▶ **Aim of the exercise**
List each line of the records below that contains the word "tree".

▶ **Records taken from a collection**
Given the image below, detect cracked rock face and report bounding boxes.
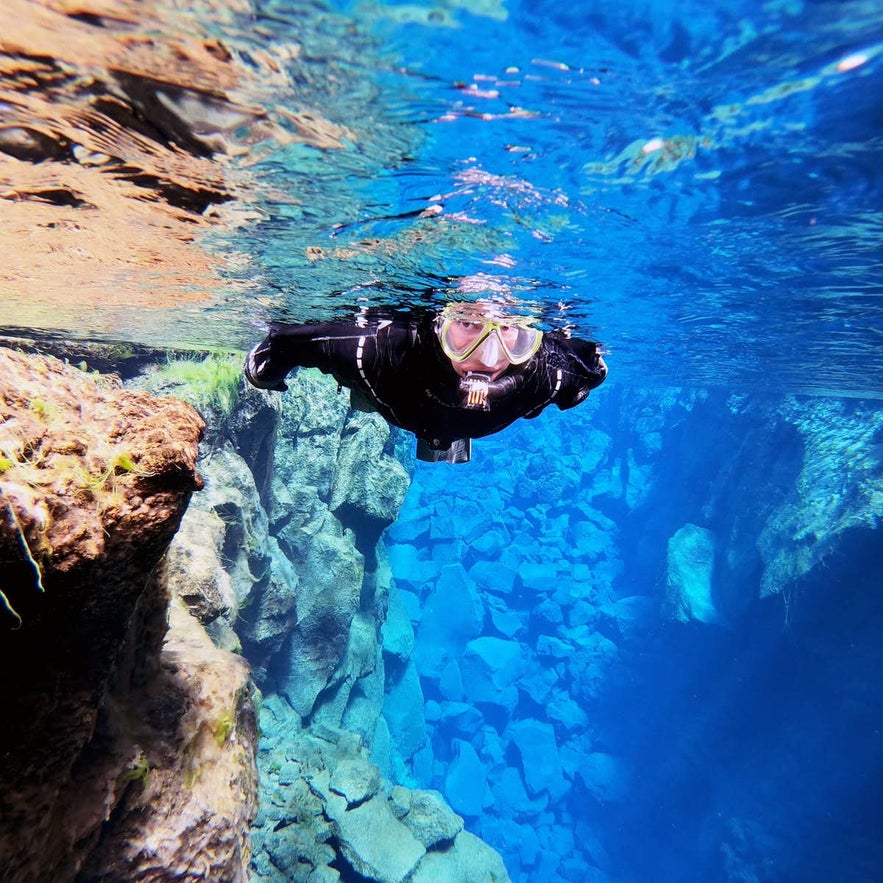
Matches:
[0,349,256,883]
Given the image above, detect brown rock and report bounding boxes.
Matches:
[0,349,255,883]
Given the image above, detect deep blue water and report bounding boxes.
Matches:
[8,0,883,883]
[231,0,883,396]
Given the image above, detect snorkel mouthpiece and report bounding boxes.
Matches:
[460,371,491,411]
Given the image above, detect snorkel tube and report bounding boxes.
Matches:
[460,371,525,411]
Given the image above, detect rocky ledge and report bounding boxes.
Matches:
[0,349,256,881]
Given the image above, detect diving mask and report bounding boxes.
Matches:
[438,318,543,365]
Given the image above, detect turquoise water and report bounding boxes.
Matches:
[13,0,883,883]
[231,2,883,396]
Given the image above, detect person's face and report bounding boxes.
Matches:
[448,321,518,380]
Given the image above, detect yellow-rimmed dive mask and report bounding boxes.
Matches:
[438,319,543,365]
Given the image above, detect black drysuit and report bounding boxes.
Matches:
[245,320,607,462]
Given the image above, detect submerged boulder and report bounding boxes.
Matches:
[665,524,721,623]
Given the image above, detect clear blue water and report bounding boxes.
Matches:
[231,2,883,396]
[8,0,883,883]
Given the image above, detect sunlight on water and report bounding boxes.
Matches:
[0,2,883,397]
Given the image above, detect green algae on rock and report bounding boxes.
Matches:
[0,349,256,883]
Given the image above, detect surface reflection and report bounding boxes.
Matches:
[245,300,607,463]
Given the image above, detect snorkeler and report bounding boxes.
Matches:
[245,304,607,463]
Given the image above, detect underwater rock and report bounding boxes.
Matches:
[78,602,258,883]
[383,660,427,761]
[460,636,524,714]
[445,739,487,818]
[414,563,484,679]
[576,751,628,802]
[279,531,364,717]
[0,350,256,881]
[664,524,721,623]
[328,412,410,545]
[252,696,508,883]
[408,831,509,883]
[508,718,566,796]
[757,397,883,597]
[328,757,380,809]
[390,785,463,850]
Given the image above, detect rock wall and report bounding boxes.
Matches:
[0,349,256,883]
[144,367,507,883]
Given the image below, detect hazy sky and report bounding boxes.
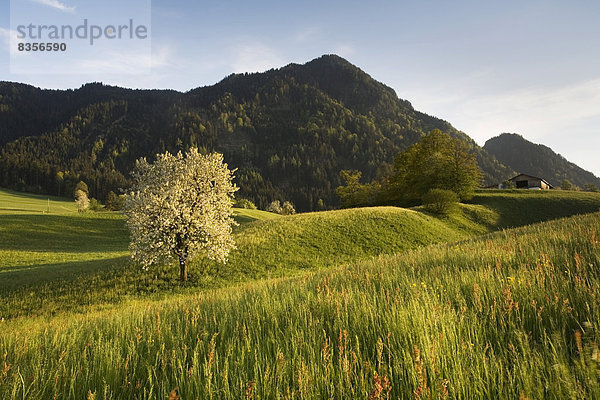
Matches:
[0,0,600,176]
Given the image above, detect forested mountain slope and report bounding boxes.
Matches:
[0,55,514,211]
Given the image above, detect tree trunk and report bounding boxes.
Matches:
[179,257,187,282]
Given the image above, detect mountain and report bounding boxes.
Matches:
[0,55,514,211]
[483,133,600,187]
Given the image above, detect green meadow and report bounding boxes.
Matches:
[0,191,600,399]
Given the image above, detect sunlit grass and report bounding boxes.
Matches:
[0,213,600,399]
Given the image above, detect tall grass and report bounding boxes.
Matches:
[0,213,600,399]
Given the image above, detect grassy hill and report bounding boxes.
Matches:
[0,191,600,318]
[0,191,467,318]
[0,209,600,399]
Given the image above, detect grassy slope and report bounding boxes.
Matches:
[0,191,600,318]
[0,213,600,399]
[0,192,467,318]
[471,189,600,228]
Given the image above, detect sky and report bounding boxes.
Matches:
[0,0,600,176]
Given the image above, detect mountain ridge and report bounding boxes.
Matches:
[483,133,600,187]
[0,55,588,211]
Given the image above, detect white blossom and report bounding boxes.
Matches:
[124,148,238,280]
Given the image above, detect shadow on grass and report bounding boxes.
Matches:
[0,256,129,294]
[0,214,128,253]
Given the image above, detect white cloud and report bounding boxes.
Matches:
[400,76,600,175]
[333,44,356,58]
[294,28,320,43]
[0,28,22,57]
[0,28,17,48]
[231,42,288,73]
[31,0,75,13]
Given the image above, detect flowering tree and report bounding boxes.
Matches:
[124,149,238,281]
[75,189,90,212]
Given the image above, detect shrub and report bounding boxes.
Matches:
[234,199,256,210]
[281,201,296,215]
[88,198,104,211]
[423,189,458,215]
[267,200,281,214]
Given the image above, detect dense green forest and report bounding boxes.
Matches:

▶ **Solution to this problem**
Given the image above, detect tree trunk and report bounding boxes.
Given the image above, detect flowering tree and report bounding boxes.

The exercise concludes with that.